# STATED GOAL A
Can you retype the flower petal records below without changing a character, leaving out the pictures?

# SOURCE TEXT

The Week in Review – 7 February 2022

The Week in Review – 7 February 2022
by Tony Fitzpatrick

The financial markets – what’s occurring

Again, the main Theme is how will the US stock markets perform without the Monetary and Fiscal policy assistance. Europe are getting in on the act as Inflation fighters; halting the financial support and threatening rate rises later this year.

The Economy, if the US employment figures on Friday are any guide, is going well. The employment nos for 2021 were revised upwards.

It looks like the economy does NOT need any more support and will thrive.  This should be good for co sales and earnings……hence share price.

Earnings season is a seriously busy time, and one needs to focus. Amazon, Google and Microsoft had good results and guidance and their share price prospered. Facebook on the other hand – 26% fall!!!!

Markets tend to settle down after earnings season and plod higher.

# RECORDS SHOWN
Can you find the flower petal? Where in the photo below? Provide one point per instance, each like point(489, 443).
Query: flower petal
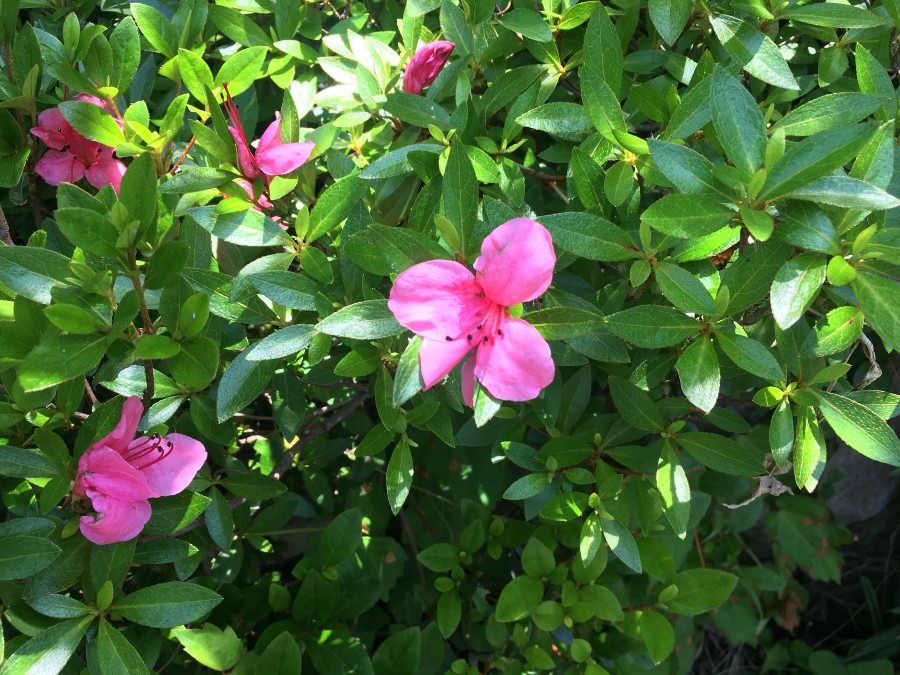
point(116, 520)
point(103, 470)
point(437, 299)
point(277, 160)
point(106, 171)
point(516, 262)
point(119, 438)
point(52, 128)
point(59, 167)
point(516, 365)
point(438, 357)
point(175, 471)
point(246, 161)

# STATED GOAL B
Can you continue the 7 February 2022 market review above, picking up after its last sentence?

# EXPECTED ANSWER A
Can you find the flower petal? Where in the photo below? Provide one point per instance, each like point(489, 443).
Query: flower petal
point(116, 520)
point(103, 470)
point(437, 299)
point(277, 160)
point(106, 171)
point(516, 262)
point(119, 438)
point(52, 128)
point(59, 167)
point(516, 365)
point(438, 357)
point(175, 471)
point(246, 161)

# EXPECTED ANSWER B
The technical analysis issues are – did the recent sell off reach a crescendo? Has the low been put in? The countertrend, short covering rally, failed at the 68% Fibonacci level and the sell off from there looked technically bad.

However, we look to have regained the 200 dma.




CPI in the US will be released Thursday.

Fed watch

The good employment nos should allow them to continue of their tightening path when they meet again in early March



Yields hit recent highs on Friday.

All assets/risk are valued in relation to Bond yields imho therefore risk assets have to fall in price.

Economic news due PMIs for January due. Friday see the Employment report.

30y mortgage rates in the US just hit 3.85%: that’s 1pp higher vs Feb 2021.

Likely to cause Housing to slow down.


Earnings season’s big week is behind us.

Stock market

Overvaluations caused by easy monetary and fiscal policy will ease as the two economic policies are withdrawn

Earnings and outlook were confirmed as the most important guide to share price.

How rate rises hurt weak corporations——


Correction Map: “average S&P 500 pullback during non-recessionary periods is -15.4% and -36% during recessions” S&P500 correction was ~12% high-to-low, about in line with average ex-recession… (but what if a recession is coming )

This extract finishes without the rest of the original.